Written instruction: Count the lines below that contain the string "ridge", and give only the number.

[Stored records]
=======

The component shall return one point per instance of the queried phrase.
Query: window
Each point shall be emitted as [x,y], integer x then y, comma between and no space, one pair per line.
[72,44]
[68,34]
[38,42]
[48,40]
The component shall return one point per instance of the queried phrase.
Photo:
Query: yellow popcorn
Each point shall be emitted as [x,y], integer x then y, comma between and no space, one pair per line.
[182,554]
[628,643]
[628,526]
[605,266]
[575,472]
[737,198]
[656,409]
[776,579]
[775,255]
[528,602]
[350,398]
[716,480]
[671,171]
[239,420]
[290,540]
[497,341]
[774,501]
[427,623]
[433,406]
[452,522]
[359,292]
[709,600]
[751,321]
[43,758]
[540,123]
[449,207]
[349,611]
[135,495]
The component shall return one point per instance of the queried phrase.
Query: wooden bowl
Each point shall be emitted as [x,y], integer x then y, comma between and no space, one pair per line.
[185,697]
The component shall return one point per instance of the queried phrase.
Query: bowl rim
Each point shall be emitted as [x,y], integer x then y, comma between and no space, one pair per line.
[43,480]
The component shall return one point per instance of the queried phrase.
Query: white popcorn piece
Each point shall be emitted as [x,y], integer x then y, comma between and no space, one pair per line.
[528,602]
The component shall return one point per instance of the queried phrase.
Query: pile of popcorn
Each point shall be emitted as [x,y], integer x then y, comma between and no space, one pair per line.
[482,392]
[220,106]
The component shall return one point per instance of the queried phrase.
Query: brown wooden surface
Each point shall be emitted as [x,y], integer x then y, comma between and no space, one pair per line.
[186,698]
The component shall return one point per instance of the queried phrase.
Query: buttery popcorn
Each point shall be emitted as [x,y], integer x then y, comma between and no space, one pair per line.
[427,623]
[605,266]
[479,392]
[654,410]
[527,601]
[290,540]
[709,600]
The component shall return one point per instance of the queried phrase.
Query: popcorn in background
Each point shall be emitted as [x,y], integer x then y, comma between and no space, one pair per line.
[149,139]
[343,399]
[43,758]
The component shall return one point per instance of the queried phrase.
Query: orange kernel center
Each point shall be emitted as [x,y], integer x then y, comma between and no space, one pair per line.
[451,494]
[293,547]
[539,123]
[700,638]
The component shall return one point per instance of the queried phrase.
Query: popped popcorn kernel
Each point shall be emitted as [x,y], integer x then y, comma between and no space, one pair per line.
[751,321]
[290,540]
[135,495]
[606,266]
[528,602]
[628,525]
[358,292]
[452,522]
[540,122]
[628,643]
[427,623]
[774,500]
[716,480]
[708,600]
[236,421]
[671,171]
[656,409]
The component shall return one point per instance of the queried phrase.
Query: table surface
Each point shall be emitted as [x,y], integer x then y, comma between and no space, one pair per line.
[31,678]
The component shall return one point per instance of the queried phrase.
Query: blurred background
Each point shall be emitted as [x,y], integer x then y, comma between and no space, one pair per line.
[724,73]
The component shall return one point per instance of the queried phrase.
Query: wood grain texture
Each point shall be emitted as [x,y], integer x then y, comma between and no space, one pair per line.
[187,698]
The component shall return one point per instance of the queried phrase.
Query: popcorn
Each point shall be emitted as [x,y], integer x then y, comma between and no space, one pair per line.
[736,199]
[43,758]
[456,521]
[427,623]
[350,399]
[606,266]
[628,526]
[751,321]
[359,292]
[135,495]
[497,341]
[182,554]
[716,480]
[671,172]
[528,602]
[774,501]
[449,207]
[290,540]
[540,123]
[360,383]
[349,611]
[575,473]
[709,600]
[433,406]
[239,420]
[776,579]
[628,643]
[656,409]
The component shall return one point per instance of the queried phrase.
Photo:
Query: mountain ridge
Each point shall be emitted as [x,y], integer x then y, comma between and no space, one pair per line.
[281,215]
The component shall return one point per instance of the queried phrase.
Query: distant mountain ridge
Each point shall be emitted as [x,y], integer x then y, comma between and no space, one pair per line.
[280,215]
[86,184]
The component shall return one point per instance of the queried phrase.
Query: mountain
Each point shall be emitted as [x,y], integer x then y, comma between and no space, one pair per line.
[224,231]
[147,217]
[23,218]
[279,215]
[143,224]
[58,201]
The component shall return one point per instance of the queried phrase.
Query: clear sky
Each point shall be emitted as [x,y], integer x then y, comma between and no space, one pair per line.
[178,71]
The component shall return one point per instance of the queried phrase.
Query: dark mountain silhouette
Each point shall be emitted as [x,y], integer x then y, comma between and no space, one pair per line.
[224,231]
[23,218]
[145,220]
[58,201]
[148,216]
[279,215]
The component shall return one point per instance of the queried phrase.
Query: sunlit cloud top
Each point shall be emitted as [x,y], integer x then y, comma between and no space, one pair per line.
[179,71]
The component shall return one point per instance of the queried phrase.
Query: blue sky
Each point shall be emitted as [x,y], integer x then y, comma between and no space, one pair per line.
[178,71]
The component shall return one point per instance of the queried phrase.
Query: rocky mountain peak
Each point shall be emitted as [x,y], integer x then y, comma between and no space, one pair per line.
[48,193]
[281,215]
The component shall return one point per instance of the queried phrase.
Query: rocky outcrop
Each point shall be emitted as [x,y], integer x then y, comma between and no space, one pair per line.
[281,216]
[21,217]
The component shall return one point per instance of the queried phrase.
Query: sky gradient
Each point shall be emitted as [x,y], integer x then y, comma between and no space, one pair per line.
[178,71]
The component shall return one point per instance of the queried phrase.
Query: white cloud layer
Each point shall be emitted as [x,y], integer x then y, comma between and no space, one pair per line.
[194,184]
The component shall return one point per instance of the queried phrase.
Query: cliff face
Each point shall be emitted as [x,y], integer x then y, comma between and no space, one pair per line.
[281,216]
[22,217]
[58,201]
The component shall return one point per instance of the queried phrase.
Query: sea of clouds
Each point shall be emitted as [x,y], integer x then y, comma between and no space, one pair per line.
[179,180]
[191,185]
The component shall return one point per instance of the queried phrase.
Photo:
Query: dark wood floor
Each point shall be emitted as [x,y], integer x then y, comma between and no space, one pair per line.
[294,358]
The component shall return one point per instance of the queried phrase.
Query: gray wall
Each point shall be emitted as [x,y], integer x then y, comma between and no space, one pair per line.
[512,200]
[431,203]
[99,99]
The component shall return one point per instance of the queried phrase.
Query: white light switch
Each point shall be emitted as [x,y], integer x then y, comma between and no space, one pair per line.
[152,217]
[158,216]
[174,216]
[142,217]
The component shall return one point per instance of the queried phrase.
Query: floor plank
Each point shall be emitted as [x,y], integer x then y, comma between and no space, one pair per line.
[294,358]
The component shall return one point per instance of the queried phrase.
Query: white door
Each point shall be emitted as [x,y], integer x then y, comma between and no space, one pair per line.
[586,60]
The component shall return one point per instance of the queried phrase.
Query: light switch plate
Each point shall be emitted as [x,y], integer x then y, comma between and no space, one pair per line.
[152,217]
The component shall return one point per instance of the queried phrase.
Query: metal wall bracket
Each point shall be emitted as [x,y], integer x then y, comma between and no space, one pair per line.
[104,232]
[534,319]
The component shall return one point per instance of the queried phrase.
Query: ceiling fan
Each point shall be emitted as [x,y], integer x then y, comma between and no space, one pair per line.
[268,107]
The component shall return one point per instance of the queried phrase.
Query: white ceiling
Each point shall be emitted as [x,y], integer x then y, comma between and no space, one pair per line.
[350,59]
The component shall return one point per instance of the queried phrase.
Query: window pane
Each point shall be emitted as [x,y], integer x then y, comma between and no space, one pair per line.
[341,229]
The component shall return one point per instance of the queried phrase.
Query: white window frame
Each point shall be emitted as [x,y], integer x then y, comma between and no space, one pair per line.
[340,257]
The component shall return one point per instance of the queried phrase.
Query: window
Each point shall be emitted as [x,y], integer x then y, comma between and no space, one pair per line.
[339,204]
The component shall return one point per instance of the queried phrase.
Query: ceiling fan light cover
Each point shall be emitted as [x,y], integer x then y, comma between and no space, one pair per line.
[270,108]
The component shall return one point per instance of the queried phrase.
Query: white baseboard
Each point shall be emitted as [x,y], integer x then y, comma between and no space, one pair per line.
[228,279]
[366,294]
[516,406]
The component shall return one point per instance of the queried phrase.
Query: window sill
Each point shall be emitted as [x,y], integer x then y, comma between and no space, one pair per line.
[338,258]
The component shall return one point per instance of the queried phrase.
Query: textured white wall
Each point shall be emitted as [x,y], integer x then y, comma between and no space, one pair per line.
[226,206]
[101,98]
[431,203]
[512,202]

=======

Complete response: 2